* **WORK TO DO**: Copy out the entries below in full and exactly.

* **Stored entries**:

++++++++++

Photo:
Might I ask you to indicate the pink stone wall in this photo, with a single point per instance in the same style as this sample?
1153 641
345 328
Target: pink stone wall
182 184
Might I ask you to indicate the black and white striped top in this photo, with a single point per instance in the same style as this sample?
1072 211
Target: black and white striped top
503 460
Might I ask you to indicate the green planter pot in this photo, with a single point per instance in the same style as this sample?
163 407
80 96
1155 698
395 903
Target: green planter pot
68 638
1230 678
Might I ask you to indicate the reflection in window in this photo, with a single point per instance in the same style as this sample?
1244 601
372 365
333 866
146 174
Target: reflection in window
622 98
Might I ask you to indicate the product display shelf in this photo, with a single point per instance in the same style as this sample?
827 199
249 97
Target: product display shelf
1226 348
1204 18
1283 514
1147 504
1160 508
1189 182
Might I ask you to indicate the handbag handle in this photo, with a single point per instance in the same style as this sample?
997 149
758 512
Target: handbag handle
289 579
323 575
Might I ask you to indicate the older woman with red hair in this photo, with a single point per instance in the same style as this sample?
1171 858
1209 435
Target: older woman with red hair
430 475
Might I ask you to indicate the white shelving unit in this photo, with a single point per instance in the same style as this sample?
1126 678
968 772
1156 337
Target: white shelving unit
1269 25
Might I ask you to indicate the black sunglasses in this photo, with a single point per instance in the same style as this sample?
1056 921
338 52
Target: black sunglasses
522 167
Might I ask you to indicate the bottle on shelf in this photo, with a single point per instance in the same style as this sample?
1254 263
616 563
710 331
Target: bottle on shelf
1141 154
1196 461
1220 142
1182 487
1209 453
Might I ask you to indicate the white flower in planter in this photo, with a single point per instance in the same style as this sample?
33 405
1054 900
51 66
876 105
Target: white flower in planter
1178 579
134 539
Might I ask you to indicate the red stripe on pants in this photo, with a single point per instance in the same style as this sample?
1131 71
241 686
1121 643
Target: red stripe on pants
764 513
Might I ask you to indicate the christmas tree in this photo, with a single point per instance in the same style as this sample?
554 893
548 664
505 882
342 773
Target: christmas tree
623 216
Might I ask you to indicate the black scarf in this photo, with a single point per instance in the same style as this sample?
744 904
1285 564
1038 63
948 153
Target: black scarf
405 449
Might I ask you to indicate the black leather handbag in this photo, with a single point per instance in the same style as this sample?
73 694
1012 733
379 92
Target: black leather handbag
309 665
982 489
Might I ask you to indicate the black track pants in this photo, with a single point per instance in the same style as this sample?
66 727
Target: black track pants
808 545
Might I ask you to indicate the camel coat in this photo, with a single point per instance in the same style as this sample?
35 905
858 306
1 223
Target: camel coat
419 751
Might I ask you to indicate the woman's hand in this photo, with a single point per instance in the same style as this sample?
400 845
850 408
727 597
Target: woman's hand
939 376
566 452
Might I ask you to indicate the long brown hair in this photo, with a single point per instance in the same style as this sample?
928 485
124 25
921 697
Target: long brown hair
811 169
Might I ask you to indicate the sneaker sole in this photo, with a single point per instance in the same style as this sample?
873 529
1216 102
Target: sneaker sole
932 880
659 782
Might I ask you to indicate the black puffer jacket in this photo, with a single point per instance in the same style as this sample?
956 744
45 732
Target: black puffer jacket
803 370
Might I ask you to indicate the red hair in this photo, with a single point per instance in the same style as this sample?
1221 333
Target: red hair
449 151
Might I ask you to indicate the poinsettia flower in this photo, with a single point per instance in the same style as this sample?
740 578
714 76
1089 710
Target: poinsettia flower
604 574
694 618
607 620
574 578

++++++++++

* **THE COMPLETED TASK**:
Photo:
Might I ask you to indicate the pink stone wall in this photo, with a single point per instance in the same style as this sample?
1153 641
345 328
Target: pink stone wall
182 184
Might I ask you to indicate the black and white striped top in this photo, with a single point per instance in the same style as this sample?
1072 211
Target: black and white striped top
503 460
Might I ask you to indicate the green planter pot in this photo, with a single point per instance in the same style as this sample?
163 407
80 96
1155 698
395 903
Target: green planter pot
68 638
1230 678
Might I ask you to indicate the reflection in window in this photo, with a single point per instance in the same style as this sample?
1244 601
372 365
333 866
146 174
Target: reflection in window
622 98
Might I ask you to indicate the product display shelf in this photo, with a single point per instance in the same style as this sample?
827 199
249 97
Target: product display shelf
1226 348
1204 18
1283 514
1147 504
1160 508
1189 182
Might I ask you to indicate the handbag handle in this photo, with a single point per instance in the same style as this sample?
997 149
758 512
Target: handbag handle
289 579
323 575
Might I ask you to indicate the older woman with red hair in this photo, with a single point per instance in the same style as this sample?
1171 858
1209 435
Target: older woman with red hair
430 475
Might I ask you to indicate the white shelving unit in this photo, with a single point per instance in the same style as this sample?
1126 678
968 772
1156 337
Target: white shelving unit
1269 25
Might I ask you to indicate the black sunglasses in this photo, with a single point per instance in the same style as this sample?
1056 921
338 52
Target: black sunglasses
522 167
Might I ask you to indicate the bottle on shelf in this photo, with a single point per instance in the same style as this sample?
1254 263
616 563
710 331
Target: bottle on shelf
1141 154
1196 461
1220 142
1182 487
1209 453
Might I ask you to indicate the white flower in planter in this photo, with a single point per instance in the same style as this sample?
33 405
1054 900
51 66
876 105
Target: white flower in planter
1178 579
134 539
Might I ask you to indicate the red stripe on pants in this photo, with a single point per instance in the same style as this sample?
1131 71
241 686
1121 643
Target: red stripe on pants
764 513
Might I ask you to indicate the christmas tree in this photo, with a single point per instance in the same style as this sample?
554 893
548 664
505 882
342 773
Target: christmas tree
623 216
Might I ask you to indicate the black scarf in this photo, with a single point per instance in the same style as this sample?
744 904
1285 564
1038 63
948 153
Target: black scarf
405 449
Might I ask you to indicate the black leather handbag in this photo, with a single point per instance in the same style as this sample?
73 694
1012 733
379 92
Target: black leather handbag
309 665
982 489
Might I ask you to indicate the black track pants in this photo, with a single point per instance in the same style as this sample?
66 727
Target: black track pants
808 545
Might I ask you to indicate the camel coat in this photo, with a single point per instance in the same style as this sample?
35 905
858 306
1 223
Target: camel coat
419 751
Might I ask you to indicate the woman's hand in this photo, with a single point per instance in the same style as this sample?
400 845
850 408
727 597
Target: woman's hand
939 376
566 452
Might I ask you to indicate the long brown hair in this photo, with a single point per instance in the same style as this sample?
928 485
124 25
921 697
Target: long brown hair
811 169
Might I ask you to indicate the sneaker sole in this photo, with a single point per instance in the same style as this sample?
873 529
1216 102
Target: sneaker sole
932 880
659 782
Might I ask you to indicate the black puffer jacket in this photo, with a single point per instance in the same style as this sample?
956 744
45 732
Target: black puffer jacket
803 370
Might I ask you to indicate the red hair in this photo, with a single point per instance in the same style as this sample?
1221 333
Target: red hair
449 151
Might I ask you to indicate the poinsettia flower in this photo, with a single point per instance in the same style as this sample?
740 578
714 76
1089 710
Target: poinsettia flower
604 574
694 618
607 620
574 578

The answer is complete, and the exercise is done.